Problem a:
From the records, present as a JSON list of strings the lines from the one with "the coral septa" up to and including the one with "410, 259, 439, 280", one string per line, with blank lines left out.

— Start of Excerpt provided —

Tidy Street in the 1970s

Photo:Junk shop 'Articles' at 31 Tidy Street in the 1970s

Junk shop 'Articles' at 31 Tidy Street in the 1970s

Photo from Michael Reeve's collection

Photo:Another view of the shop 'Articles' in the 1970s

Another view of the shop 'Articles' in the 1970s

Photo from Michael Reeve's collection

It was never dull

By Michael Reeve

Denizens of Tidy Street in the early 1970s were a diverse bunch.

Interesting characters

Besides the exotic showbiz flamboyance of Tex MacLeod (see here) there was a Chinese family who ran a takeaway in Preston Road; an affluent London couple who had a weekend cottage; a dapper retired tenor from D'Oyly Carte (spats and a pale grey waistcoat with pearl buttons); the gay secretary of the Gracie Fields fan club and ourselves: a young couple of ex-teachers with two young sons living above the junk shop 'Articles' at No 31 - now a private house (see photos).

Some enchanted evening

On a particular Saturday night not long before Tex expired in the phonebox, we were asleep in our bedroom over the shop when we were woken up by twp unmistakably Irish voices returning from the pub and giving the world their fairly tuneless but loud interpretation of "Some Enchanted Evening".

They'd lost their key

They were giving the final rising line "...wise men never try...." the full welly when they realised they had lost their door key to Tex's lodging house; the "never try" tailed off to a whimper as they began to hammer away on Tex's front door.

They tried to attract his attention

We peered through our curtains to see what would happen next. Everyone on Tidy Street knew that Tex was fairly deaf and the two Irishmen knocked harder and began a repetitive dirge that grew louder and louder in the echoey night-time empty canyon of the street - "Tex, Tex. Open up Tex. It's us Tex. Tex Tex. Open up." And as Tex failed to respond the litany changed to - "Tex, Tex. You daft old bugger. Open up. Tex,Tex - a pox on you you cloth-eared son of a cowpoke" and with that one of the pair picked up the milk bottle from Tex's step and smashed one of the glass panels of the front door and reached through to open it.

Only a few moments of silence

They disappeared inside. There were a few moments of silence and then we heard muffled shouting and banging culminating in an overstuffed suitcase hurtling through the remaining glass of the door onto the road followed by the two drunks being harangued by Tex, resplendent in striped pyjamas and slippers and cracking his bullwhip with a sound like pistol shots.

The 'conversation'

"Out you no-goods. Out you bums," Tex roared - "I've had enough."

— End of Excerpt provided —
— Start of Extracted entries —

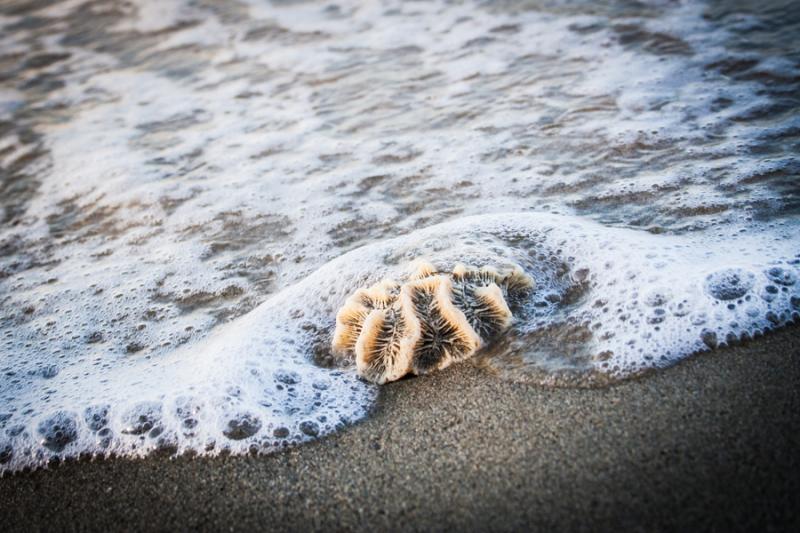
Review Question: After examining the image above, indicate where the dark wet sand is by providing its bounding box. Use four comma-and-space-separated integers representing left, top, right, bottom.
0, 327, 800, 531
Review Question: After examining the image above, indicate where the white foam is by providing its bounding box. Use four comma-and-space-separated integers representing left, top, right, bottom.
0, 0, 800, 470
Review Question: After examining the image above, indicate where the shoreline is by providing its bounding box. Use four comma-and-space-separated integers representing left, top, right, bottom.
0, 325, 800, 531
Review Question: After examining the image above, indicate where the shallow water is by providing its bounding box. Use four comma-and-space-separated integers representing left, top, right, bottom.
0, 0, 800, 471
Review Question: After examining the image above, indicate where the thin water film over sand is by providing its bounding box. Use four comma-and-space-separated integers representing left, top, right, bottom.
0, 0, 800, 470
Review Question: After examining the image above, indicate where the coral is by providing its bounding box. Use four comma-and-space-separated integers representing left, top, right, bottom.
333, 261, 534, 384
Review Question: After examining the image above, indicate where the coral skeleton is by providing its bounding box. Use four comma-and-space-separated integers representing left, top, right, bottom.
333, 261, 534, 384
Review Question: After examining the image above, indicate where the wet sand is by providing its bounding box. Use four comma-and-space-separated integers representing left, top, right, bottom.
0, 326, 800, 531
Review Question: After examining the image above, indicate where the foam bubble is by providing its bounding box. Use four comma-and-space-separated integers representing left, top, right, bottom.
0, 0, 800, 471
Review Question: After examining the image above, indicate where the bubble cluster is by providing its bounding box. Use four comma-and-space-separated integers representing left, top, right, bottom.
0, 0, 800, 471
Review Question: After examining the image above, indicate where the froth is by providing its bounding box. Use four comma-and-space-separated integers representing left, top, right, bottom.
0, 213, 800, 469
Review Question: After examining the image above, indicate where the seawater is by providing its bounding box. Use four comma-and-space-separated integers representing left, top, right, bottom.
0, 0, 800, 471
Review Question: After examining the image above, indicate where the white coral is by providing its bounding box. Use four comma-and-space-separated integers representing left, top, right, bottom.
333, 261, 534, 384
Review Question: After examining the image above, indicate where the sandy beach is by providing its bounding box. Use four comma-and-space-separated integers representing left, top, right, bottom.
0, 326, 800, 531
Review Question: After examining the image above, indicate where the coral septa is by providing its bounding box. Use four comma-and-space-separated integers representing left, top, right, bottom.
355, 309, 411, 384
410, 259, 439, 280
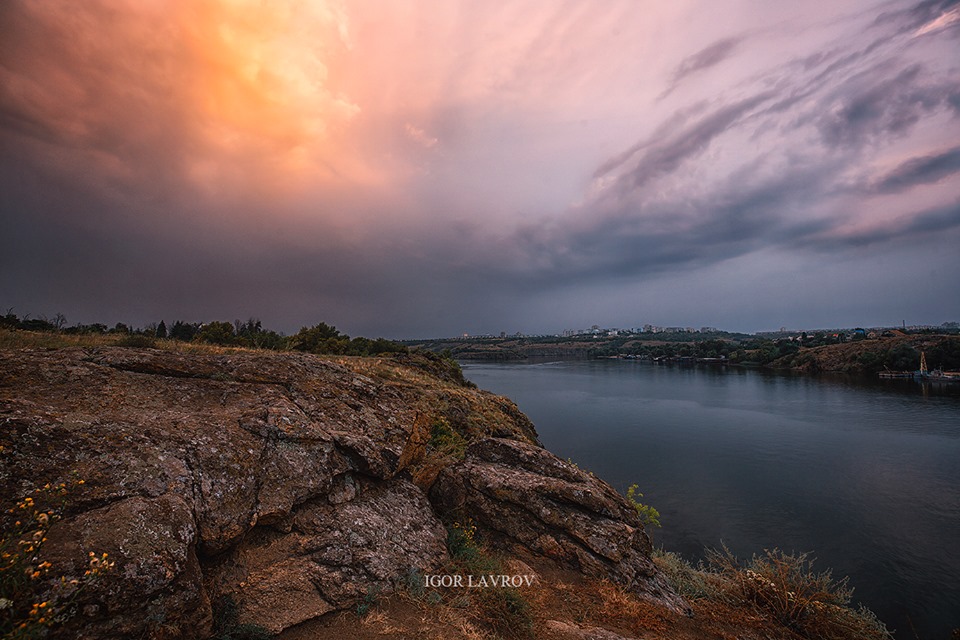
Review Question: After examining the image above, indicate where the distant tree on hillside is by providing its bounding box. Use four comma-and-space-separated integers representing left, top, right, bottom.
193, 321, 237, 345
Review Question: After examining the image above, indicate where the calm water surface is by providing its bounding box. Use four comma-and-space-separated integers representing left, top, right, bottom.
463, 360, 960, 639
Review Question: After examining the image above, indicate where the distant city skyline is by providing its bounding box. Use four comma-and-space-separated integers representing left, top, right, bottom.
0, 0, 960, 338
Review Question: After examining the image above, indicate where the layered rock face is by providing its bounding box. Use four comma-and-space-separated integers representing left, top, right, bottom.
0, 348, 684, 638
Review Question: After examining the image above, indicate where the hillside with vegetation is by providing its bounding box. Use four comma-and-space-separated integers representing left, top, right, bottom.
0, 329, 889, 640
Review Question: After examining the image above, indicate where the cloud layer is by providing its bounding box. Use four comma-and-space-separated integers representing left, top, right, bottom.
0, 0, 960, 337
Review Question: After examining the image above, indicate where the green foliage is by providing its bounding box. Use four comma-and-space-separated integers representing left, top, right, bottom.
447, 518, 533, 638
0, 478, 114, 640
626, 484, 660, 527
883, 344, 920, 371
170, 320, 200, 342
287, 322, 407, 356
116, 333, 157, 349
707, 547, 891, 640
652, 549, 717, 600
210, 595, 273, 640
193, 321, 237, 346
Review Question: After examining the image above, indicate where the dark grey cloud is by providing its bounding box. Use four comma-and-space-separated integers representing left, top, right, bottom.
800, 201, 960, 255
874, 0, 960, 32
659, 36, 745, 100
594, 93, 774, 192
871, 147, 960, 193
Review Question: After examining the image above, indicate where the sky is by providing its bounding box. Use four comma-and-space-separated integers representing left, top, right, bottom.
0, 0, 960, 338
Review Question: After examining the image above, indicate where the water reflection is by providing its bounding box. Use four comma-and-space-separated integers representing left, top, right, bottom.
464, 361, 960, 638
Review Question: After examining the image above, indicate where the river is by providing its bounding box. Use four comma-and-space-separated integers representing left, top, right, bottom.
462, 360, 960, 640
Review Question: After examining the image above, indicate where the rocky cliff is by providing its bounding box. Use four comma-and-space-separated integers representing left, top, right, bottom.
0, 347, 687, 638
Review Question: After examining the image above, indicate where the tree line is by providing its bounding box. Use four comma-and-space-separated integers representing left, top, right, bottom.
0, 310, 408, 356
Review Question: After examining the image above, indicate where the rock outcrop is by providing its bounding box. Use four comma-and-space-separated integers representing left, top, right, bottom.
0, 348, 685, 638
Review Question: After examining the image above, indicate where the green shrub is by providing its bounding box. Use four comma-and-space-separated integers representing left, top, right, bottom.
210, 595, 273, 640
116, 333, 157, 349
652, 549, 717, 599
626, 484, 661, 527
427, 416, 467, 460
707, 547, 892, 640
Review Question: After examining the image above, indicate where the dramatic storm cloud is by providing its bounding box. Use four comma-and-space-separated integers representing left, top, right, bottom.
0, 0, 960, 337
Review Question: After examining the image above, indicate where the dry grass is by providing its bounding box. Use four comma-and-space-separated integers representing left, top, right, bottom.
707, 548, 891, 640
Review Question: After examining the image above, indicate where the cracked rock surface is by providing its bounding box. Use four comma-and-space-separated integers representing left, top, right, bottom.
0, 347, 678, 638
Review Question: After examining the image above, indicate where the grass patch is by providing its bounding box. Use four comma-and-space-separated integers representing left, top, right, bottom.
707, 547, 892, 640
652, 549, 719, 600
444, 519, 533, 638
209, 595, 274, 640
427, 416, 467, 460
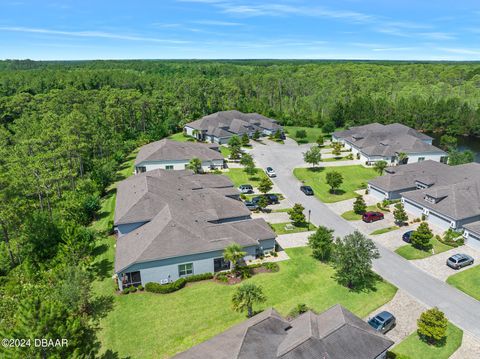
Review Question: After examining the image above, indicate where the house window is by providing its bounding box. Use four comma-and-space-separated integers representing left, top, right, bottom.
213, 258, 230, 272
178, 263, 193, 277
122, 271, 142, 288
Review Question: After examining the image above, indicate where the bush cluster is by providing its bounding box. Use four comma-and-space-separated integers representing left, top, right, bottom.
185, 273, 213, 282
145, 278, 187, 294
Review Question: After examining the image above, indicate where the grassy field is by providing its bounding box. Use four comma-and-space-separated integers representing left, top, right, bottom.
293, 166, 378, 203
99, 247, 396, 358
168, 132, 196, 142
395, 237, 453, 259
270, 222, 317, 235
284, 126, 325, 143
447, 266, 480, 300
222, 168, 267, 187
342, 205, 385, 221
392, 323, 463, 359
370, 226, 400, 236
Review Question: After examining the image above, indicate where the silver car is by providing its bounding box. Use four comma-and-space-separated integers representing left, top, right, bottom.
447, 253, 473, 269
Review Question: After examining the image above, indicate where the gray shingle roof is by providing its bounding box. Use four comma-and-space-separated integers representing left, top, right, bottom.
175, 305, 393, 359
334, 123, 445, 157
369, 161, 480, 220
135, 139, 223, 165
115, 170, 275, 272
186, 110, 282, 137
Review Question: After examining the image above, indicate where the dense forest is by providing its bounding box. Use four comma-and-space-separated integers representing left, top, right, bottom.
0, 61, 480, 358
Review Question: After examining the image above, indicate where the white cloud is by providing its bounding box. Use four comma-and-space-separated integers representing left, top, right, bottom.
0, 26, 189, 44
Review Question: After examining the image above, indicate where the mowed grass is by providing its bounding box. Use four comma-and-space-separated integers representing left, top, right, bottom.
395, 237, 453, 260
392, 323, 463, 359
341, 205, 385, 221
283, 126, 325, 143
222, 168, 267, 187
293, 166, 378, 203
99, 247, 396, 358
270, 222, 317, 235
447, 266, 480, 300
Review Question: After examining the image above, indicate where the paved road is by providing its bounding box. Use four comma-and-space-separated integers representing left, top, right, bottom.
252, 141, 480, 338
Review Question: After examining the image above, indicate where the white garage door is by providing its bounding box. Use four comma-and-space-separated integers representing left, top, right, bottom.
466, 233, 480, 251
428, 212, 451, 231
370, 187, 387, 201
403, 201, 423, 219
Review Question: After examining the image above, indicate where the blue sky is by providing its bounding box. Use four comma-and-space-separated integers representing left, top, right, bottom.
0, 0, 480, 60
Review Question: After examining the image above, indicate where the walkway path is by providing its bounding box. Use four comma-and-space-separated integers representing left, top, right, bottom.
252, 140, 480, 338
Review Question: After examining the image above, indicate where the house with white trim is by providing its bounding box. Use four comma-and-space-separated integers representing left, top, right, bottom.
135, 138, 225, 174
114, 169, 276, 289
183, 110, 283, 144
368, 160, 480, 249
332, 123, 448, 166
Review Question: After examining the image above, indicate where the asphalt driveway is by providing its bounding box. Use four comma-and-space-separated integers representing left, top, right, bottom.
251, 139, 480, 338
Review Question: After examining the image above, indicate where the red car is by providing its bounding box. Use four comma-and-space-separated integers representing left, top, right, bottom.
362, 212, 383, 223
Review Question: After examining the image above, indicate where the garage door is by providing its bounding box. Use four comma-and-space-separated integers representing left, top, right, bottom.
466, 233, 480, 251
403, 201, 423, 219
369, 187, 387, 201
428, 212, 451, 231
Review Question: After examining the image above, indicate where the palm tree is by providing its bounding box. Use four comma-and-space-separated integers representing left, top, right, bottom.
223, 243, 247, 271
187, 157, 202, 173
373, 161, 387, 176
397, 152, 408, 165
232, 283, 267, 318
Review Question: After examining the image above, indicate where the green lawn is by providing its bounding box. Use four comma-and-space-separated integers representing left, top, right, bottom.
392, 323, 463, 359
283, 126, 325, 143
222, 168, 267, 187
293, 166, 378, 203
370, 226, 400, 236
168, 132, 196, 142
270, 222, 317, 235
447, 266, 480, 300
342, 205, 385, 221
99, 247, 396, 358
395, 237, 453, 259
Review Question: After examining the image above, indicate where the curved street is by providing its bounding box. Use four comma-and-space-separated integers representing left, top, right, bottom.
251, 139, 480, 338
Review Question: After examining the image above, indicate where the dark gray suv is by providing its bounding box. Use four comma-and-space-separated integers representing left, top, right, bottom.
447, 253, 473, 269
368, 312, 397, 334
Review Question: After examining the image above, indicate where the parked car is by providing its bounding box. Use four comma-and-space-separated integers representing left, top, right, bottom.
238, 184, 253, 194
447, 253, 473, 269
265, 167, 277, 177
362, 212, 384, 223
300, 186, 313, 196
402, 231, 414, 243
252, 193, 279, 204
368, 312, 397, 334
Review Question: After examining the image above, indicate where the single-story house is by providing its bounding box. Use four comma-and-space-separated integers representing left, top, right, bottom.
332, 123, 448, 166
174, 304, 394, 359
114, 169, 276, 289
183, 110, 283, 144
135, 139, 225, 174
368, 161, 480, 249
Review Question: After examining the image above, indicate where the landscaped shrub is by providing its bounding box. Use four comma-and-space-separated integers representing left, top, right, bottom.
145, 278, 187, 294
263, 262, 280, 272
185, 273, 213, 282
215, 272, 228, 283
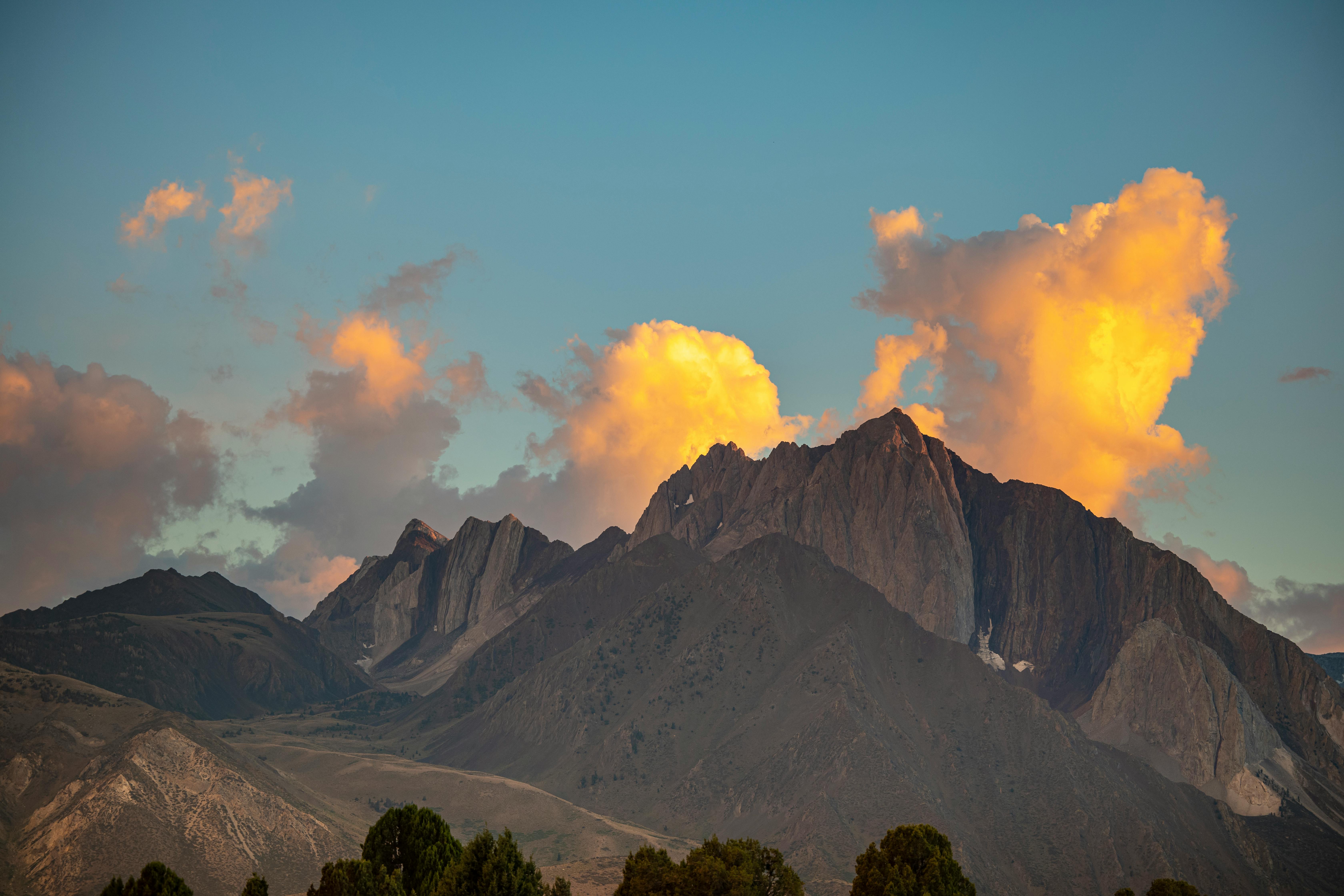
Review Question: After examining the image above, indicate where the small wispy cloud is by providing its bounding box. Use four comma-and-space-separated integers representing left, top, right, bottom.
108, 274, 146, 302
218, 156, 294, 254
1278, 367, 1331, 383
121, 180, 210, 246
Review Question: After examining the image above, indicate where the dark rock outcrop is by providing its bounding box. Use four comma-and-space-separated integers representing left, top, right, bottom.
629, 411, 974, 643
1079, 619, 1312, 833
305, 514, 594, 693
1306, 653, 1344, 685
952, 454, 1344, 787
630, 408, 1344, 827
419, 535, 1312, 893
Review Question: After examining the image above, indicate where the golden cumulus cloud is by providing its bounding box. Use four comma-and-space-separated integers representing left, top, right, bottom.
855, 168, 1232, 520
121, 180, 210, 246
298, 310, 434, 412
521, 320, 812, 525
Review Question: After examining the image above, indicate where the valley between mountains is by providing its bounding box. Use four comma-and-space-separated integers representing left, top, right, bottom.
0, 410, 1344, 896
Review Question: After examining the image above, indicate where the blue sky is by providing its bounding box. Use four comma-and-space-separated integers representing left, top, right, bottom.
0, 3, 1344, 634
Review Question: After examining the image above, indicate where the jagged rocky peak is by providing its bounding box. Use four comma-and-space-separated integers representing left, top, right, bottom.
306, 513, 574, 677
392, 520, 449, 553
628, 408, 974, 643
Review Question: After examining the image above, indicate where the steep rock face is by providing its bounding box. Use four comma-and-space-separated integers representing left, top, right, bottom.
419, 535, 1312, 893
1081, 619, 1306, 823
399, 529, 706, 732
1308, 653, 1344, 684
304, 520, 449, 662
0, 664, 359, 896
306, 514, 581, 693
630, 410, 974, 643
950, 453, 1344, 787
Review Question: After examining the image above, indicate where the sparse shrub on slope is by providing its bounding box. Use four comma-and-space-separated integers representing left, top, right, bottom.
238, 872, 270, 896
616, 837, 802, 896
102, 862, 192, 896
849, 825, 976, 896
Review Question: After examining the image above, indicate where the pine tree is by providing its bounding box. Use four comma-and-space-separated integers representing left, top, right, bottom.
849, 825, 976, 896
102, 862, 192, 896
362, 803, 462, 896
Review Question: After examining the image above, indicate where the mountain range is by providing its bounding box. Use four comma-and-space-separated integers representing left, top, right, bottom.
0, 410, 1344, 895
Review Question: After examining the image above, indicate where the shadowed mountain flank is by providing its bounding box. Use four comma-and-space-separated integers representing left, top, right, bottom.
411, 535, 1312, 893
952, 454, 1344, 789
0, 570, 372, 719
0, 570, 274, 627
629, 408, 1344, 829
406, 529, 706, 727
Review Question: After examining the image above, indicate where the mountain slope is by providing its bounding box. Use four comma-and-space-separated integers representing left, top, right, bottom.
629, 408, 1344, 829
629, 411, 974, 643
953, 455, 1344, 806
407, 529, 706, 727
0, 664, 362, 896
417, 535, 1322, 893
306, 514, 586, 693
0, 570, 274, 629
0, 570, 372, 719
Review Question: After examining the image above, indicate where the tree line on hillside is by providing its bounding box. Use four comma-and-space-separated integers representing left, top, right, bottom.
102, 803, 1220, 896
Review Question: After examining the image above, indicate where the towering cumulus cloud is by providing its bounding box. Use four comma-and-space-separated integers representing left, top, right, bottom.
121, 180, 210, 246
243, 257, 485, 614
855, 169, 1232, 521
0, 352, 220, 610
521, 321, 812, 535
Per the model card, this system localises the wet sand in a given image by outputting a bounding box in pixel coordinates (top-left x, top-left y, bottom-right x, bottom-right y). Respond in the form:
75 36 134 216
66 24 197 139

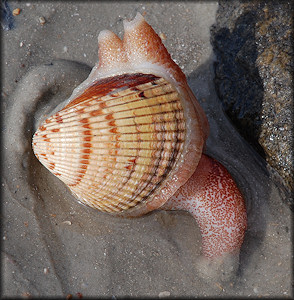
2 2 292 297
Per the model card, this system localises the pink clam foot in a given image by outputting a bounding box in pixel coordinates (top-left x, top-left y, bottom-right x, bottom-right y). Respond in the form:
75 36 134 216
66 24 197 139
161 154 247 280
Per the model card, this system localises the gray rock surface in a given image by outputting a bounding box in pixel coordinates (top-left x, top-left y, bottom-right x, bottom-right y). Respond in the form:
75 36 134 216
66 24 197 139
1 1 292 298
211 1 294 204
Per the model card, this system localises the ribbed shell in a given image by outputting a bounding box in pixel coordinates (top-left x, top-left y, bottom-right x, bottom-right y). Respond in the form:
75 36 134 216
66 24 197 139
33 73 186 212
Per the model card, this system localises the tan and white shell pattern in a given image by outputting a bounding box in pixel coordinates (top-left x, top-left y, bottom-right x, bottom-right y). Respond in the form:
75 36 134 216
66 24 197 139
32 14 207 215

— End of Extracted entries —

Problem b:
In the Tidy Street memoir, what did one of the two Irishmen pick up to smash a glass panel of Tex's front door?

Output a:
[
  "Review Question: After examining the image above, indicate where the coral septa is by providing its bounding box. Use four comma-and-space-separated integers representing left, top, right, bottom.",
  "355, 309, 411, 384",
  "410, 259, 439, 280"
]

Output b:
The milk bottle from Tex's step.